# Start of DOCUMENT SEGMENT

Transformers are functions that transform JSON values into JSON values. They can be used in combination with aggregators and extractors to create expressive extraction rules for your crawl, avoiding much of the tedious post-processing. You can read more on transformers and how they fit into the bigger picture here. This is only a reference list.

Note: unless explicitly specified, all transformers return null on a null input.

General purpose transformers

  • is-null: tests if the input value is null, returning true if it is.
  • is-not-null: tests if the input value is null, returning false if it is.
  • hash: transforms a given string into a “characteristic number” representative of the whole string, but small (8 bytes long). This is not a cryptographic hash, but then again, this is not our use case, is it? The exact algorithm used is SipHash24.
  • not: negates a Boolean value. This transformer also returns null on a null input.

Numeric transformers

  • as-number: transforms a string into a number, if possible. If not, returns null.
  • greater-than 3.14: tests if the input is greater than the supplied number.
  • lesser-than 3.14: tests if the input is leser than the supplied number.

# End of DOCUMENT SEGMENT
# Start of LISTED RECORDS

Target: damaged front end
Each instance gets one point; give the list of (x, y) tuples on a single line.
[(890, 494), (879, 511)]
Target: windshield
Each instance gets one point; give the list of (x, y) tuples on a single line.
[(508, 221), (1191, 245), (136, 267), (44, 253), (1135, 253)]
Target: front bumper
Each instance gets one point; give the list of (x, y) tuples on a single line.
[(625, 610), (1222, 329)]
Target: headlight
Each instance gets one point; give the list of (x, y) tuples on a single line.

# End of LISTED RECORDS

[WRITTEN PROBLEM 1]
In the transformer reference, can you reproduce the text starting with "General purpose transformers" and going on through "not, returns null.", but swap "Boolean" for "logical"?
[WRITTEN PROBLEM 2]
Answer these questions from the transformer reference:
(a) Unless stated otherwise, what does a transformer return on a null input?
(b) Which algorithm does the hash transformer use?
(c) What does as-number return when a string can't be turned into a number?

[WRITTEN RESPONSE 1]
General purpose transformers

  • is-null: tests if the input value is null, returning true if it is.
  • is-not-null: tests if the input value is null, returning false if it is.
  • hash: transforms a given string into a “characteristic number” representative of the whole string, but small (8 bytes long). This is not a cryptographic hash, but then again, this is not our use case, is it? The exact algorithm used is SipHash24.
  • not: negates a logical value. This transformer also returns null on a null input.

Numeric transformers

  • as-number: transforms a string into a number, if possible. If not, returns null.

[WRITTEN RESPONSE 2]
(a) Null.
(b) SipHash24.
(c) Null.